• **EXERCISE DATA**

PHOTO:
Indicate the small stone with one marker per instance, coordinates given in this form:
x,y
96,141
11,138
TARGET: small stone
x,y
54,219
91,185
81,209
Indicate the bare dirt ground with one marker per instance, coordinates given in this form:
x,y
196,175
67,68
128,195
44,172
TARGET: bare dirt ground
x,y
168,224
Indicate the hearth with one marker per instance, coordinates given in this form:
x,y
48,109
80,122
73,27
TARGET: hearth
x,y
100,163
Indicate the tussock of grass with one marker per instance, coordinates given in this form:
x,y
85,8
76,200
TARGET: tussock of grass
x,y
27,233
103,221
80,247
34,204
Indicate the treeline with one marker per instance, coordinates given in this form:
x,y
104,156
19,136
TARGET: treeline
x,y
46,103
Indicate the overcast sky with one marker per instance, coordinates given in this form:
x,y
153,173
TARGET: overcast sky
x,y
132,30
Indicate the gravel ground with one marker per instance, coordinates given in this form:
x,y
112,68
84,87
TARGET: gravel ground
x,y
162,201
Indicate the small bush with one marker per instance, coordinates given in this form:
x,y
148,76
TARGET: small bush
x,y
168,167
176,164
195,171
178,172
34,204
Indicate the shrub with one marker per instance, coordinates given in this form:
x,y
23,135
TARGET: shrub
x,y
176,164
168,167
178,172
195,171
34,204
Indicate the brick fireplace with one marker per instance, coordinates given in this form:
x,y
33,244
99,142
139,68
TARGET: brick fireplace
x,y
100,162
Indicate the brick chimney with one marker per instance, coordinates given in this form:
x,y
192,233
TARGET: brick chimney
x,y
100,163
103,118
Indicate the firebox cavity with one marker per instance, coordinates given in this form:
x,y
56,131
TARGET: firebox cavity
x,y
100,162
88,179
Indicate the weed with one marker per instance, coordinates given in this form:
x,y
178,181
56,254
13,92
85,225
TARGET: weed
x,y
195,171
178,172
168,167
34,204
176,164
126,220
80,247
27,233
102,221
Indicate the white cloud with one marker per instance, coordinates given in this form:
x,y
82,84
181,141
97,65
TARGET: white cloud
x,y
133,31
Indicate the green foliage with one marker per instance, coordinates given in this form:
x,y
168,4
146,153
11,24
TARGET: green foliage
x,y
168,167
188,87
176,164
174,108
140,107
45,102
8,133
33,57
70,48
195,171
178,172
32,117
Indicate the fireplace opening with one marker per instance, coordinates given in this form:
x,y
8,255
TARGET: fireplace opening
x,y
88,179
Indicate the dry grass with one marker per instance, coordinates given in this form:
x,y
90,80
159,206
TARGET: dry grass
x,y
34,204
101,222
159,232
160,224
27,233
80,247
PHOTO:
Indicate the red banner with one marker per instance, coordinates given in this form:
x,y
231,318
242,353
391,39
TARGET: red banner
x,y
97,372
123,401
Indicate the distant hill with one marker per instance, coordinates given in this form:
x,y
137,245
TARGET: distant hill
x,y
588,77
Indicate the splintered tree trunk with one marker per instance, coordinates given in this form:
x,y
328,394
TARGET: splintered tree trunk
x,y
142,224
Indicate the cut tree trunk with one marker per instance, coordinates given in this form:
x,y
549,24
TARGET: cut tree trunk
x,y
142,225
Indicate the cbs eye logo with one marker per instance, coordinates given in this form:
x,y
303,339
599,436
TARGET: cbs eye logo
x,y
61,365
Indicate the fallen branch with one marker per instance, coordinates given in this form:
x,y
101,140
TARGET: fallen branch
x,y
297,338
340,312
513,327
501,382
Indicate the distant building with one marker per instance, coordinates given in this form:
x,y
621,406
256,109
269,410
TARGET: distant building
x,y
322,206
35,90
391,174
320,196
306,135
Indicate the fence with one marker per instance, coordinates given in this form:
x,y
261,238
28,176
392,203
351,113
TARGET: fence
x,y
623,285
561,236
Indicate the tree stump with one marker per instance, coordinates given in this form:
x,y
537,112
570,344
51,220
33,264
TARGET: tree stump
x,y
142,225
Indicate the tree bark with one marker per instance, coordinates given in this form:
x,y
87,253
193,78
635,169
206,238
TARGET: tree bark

• **EXERCISE GOAL**
Find the lines above that include the string "bark" and copy them.

• **RESULT BELOW**
Indicate the tree bark with one marker per instance, coordinates given in this form:
TARGET: tree bark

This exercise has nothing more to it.